### [Text shown]
Content starts
CMS and the OIG have proposed new rules to extend existing protections that allow hospitals to donate electronic health record (EHR) technology to physicians who refer patients to their facilities. By way of background, in 2006, CMS established an exception to the Stark self-referral law to allow hospitals to donate EHR technology to physicians under certain circumstances. Likewise, in 2006, the OIG established a safe-harbor to protect such EHR donations from enforcement under the federal anti-kickback statute. While both protections are set to expire on December 31, 2013, the proposed rules would extend the provisions until the end of 2016 as a means to facilitate the adoption of EHR technology. The proposed rules also would (1) remove the requirement from the original rule that donated EHR technology contain electronic prescribing capability, and (2) update the provision under which EHR technology is deemed interoperable, which would expand the types of EHR systems that qualify for the protections. Comments on both proposed rules will be accepted until June 10, 2013.
Content ends
### [Provided data]
Content starts
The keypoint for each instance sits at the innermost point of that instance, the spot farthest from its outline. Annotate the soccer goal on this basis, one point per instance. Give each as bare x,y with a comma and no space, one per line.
Content ends
### [Task objective]
Write the next part of the text on the proposed CMS and OIG rules for hospital EHR donations, starting after its final sentence.

### [Output of the task]
As previously reported, CMS has issued a proposed rule and an Administrator’s Ruling that address the submission of Medicare Part B inpatient claims where a Medicare Part A claim for a hospital inpatient admission is denied by a Medicare review contractor on the grounds that the inpatient admission was not “reasonable and necessary.” A Reed Smith Client Alert discusses the Administrator’s Ruling and proposed rule, and provides a summary of potential implications for hospitals.
On March 13, 2013, the Centers for Medicare & Medicaid Services (CMS) concurrently issued a proposed rule and Administrator’s Ruling addressing the submission of Medicare Part B inpatient claims where a Medicare Part A claim for a hospital inpatient admission is denied by a Medicare review contractor on the grounds that the inpatient admission was not reasonable and necessary. The proposed rule also would apply to situations where a hospital determined, through a self-audit, that an inpatient admission was not reasonable and necessary. The Administrator’s Ruling, which is effective as of the issuance date, establishes an interim policy until CMS finalizes the proposed rule.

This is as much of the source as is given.